▶

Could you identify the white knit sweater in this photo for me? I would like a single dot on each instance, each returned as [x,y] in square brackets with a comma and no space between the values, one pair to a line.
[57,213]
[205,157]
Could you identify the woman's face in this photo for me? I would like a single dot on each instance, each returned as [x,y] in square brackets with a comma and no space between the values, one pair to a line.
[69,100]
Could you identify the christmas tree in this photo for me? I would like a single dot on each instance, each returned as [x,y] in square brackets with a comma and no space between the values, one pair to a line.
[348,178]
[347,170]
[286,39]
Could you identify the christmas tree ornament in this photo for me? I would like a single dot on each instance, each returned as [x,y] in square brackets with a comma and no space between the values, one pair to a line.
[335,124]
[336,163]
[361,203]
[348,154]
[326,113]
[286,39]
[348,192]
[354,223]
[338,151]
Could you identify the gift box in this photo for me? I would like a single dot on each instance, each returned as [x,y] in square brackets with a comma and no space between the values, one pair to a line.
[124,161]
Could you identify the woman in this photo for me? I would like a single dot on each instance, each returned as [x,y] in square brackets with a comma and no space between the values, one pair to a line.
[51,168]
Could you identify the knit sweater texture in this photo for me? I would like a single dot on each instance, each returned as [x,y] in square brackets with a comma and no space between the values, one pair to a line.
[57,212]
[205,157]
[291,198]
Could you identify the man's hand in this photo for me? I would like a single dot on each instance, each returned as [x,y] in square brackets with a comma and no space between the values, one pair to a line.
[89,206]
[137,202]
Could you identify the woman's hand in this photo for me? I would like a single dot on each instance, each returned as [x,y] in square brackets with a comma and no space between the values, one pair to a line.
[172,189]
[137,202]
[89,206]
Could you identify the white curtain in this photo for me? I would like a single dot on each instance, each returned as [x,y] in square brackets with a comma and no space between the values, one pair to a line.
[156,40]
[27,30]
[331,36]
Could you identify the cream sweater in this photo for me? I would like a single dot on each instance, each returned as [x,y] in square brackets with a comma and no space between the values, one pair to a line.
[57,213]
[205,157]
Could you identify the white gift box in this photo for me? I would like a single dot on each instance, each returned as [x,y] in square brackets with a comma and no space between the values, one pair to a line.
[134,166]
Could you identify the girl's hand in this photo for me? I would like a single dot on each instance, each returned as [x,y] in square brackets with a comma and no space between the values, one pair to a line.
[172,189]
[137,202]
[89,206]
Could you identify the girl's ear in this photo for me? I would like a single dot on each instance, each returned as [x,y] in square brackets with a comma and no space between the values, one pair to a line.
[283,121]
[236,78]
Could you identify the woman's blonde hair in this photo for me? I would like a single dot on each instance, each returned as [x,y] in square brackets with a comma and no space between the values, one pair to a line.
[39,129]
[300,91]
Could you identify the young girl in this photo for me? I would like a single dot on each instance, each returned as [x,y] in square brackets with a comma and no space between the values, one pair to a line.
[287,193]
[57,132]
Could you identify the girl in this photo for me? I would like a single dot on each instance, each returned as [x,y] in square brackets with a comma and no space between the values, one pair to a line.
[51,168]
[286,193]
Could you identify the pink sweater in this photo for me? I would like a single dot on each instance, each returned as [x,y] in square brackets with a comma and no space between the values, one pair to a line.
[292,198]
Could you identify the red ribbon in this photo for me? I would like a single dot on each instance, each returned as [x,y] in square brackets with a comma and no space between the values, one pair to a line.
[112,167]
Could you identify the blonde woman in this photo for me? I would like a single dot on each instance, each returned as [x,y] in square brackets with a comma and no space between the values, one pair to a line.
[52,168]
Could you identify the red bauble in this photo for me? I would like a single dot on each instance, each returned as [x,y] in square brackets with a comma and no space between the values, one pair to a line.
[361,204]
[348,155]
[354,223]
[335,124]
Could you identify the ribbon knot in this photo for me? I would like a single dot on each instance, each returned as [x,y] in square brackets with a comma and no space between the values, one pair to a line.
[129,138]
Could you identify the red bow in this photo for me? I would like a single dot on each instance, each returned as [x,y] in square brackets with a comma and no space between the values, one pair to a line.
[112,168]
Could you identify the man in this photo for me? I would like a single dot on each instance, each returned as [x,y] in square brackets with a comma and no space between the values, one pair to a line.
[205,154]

◀

■ TASK:
Write out the entries in full, exactly as given.

■ RESPONSE TO THE TASK:
Could you identify the white knit sweater in this photo for me? I would like a single dot on each instance, each returned as [x,y] in square brackets with a comma and no space between the values, one pair to a line.
[57,213]
[205,157]
Could you identify the woman's face in this photo for me? I would like a single dot on each instance, each returned as [x,y] in square brackets with a comma and no space between the values, one pair to a line.
[69,100]
Could you identify the christmas tree in this photo for me? I would like a single dot on each instance, each returned as [x,y] in square brackets with a comma and no space between the values, one pair to a line.
[348,178]
[347,170]
[286,39]
Could you identify the christmas tree ornament in this photo for me? I would like a single dot on each instance, each returned as [x,y] in square brackets with a comma and no space between the values, one pair to a line.
[335,124]
[336,163]
[361,203]
[348,154]
[326,113]
[286,39]
[348,192]
[354,223]
[338,151]
Could you identify the gift box in this photo for me? I would like a single dot on each instance, each returned as [x,y] in square brackets with a comma and no space between the values, one pair to a line.
[124,161]
Could you identify the woman in this photo for me? I would like a single dot on each instance, each returned as [x,y] in square brackets with a comma and no space between the values, one pair to a line.
[51,168]
Could you identify the knit sweater texture in this photo for me? I would like a single dot on each instance, each returned as [x,y] in square brackets with a comma and no space between the values, one pair to a line.
[57,212]
[205,157]
[291,198]
Could you identify the man's hand in this photo for me? I would like a single dot on each instance, each returned as [x,y] in square brackets with a comma and no space between the values, one pair to a line.
[89,206]
[137,202]
Could you identify the woman's hand in this photo for me? I would like a single dot on each instance, each returned as [x,y] in square brackets with a comma and no space between the values, one pair to a line.
[172,189]
[137,202]
[89,206]
Could you identify the white curtain in this photo for me? I would like a single dot on each instance, each returned as [x,y] in square brackets with a comma and no space between the values, one pair to a line.
[156,40]
[27,30]
[331,36]
Could you identify the cream sweater in this photo for me? I would like a single dot on each instance, each returned as [x,y] in square brackets with a comma and no space between the values, one pair to a line.
[57,213]
[205,157]
Could you identify the white gift box in this photo for me? I would like a single dot on each instance, each returned as [x,y] in square brackets with a comma and no space between the values, one pair to a line.
[134,166]
Could you identify the girl's hand in this photo for me? I would like a single dot on each instance, each returned as [x,y] in square brackets with a comma and no space between the values, one pair to a line.
[172,189]
[137,202]
[89,206]
Could you identify the girl's ear in this photo for me? I would like a single dot on each instance, each returned as [x,y] in square brackets with a comma and no space between the values, one pair to a line.
[283,121]
[236,78]
Could you identify the woman's blonde hair in this photo for me? I would like a single dot on each instance, each returned as [x,y] in square brackets with a comma and no space between the values, one pair to a line.
[39,129]
[300,91]
Could you identify the young girl in this photo for me? I would like a single dot on each instance, each returned as [x,y] in square brackets with a comma and no space between the values, one pair to a line.
[287,193]
[57,132]
Could you identify the girl in this photo for me? I would like a single dot on each instance, each returned as [x,y] in square brackets with a comma and no space between the values, one pair to a line.
[51,168]
[286,193]
Could you identify the pink sweater in this photo for me? I would like a single dot on each instance, each returned as [x,y] in square brackets with a comma and no space between the values, one pair to a line.
[292,198]
Could you identify the red ribbon in this photo for me? I would like a single dot on each instance, each returned as [x,y] in square brackets with a comma and no space between the values, one pair to a line.
[112,167]
Could you identify the blonde woman in this photo for me? I would like a single dot on each instance, each returned as [x,y] in square brackets with a comma and no space between the values, one pair to a line.
[52,168]
Could you identify the red bauble in this photo for me? I would like a single dot on each instance, each returned as [x,y] in square brackets with a comma and no space between the values, one pair to a line.
[361,204]
[348,155]
[354,223]
[335,124]
Could you identify the ribbon knot in this photo for me? I would like a single dot on each instance, each returned as [x,y] in square brackets with a comma and no space between the values, one pair to a line.
[129,138]
Could you identify the red bow in this photo for me? I would like a single dot on each instance, each returned as [x,y] in square brackets with a comma and no space between the values, one pair to a line.
[112,168]
Could you identify the man in this photo for me? I would like a single dot on each instance, each returned as [x,y] in square brackets with a comma and no space between the values, one pair to a line.
[205,154]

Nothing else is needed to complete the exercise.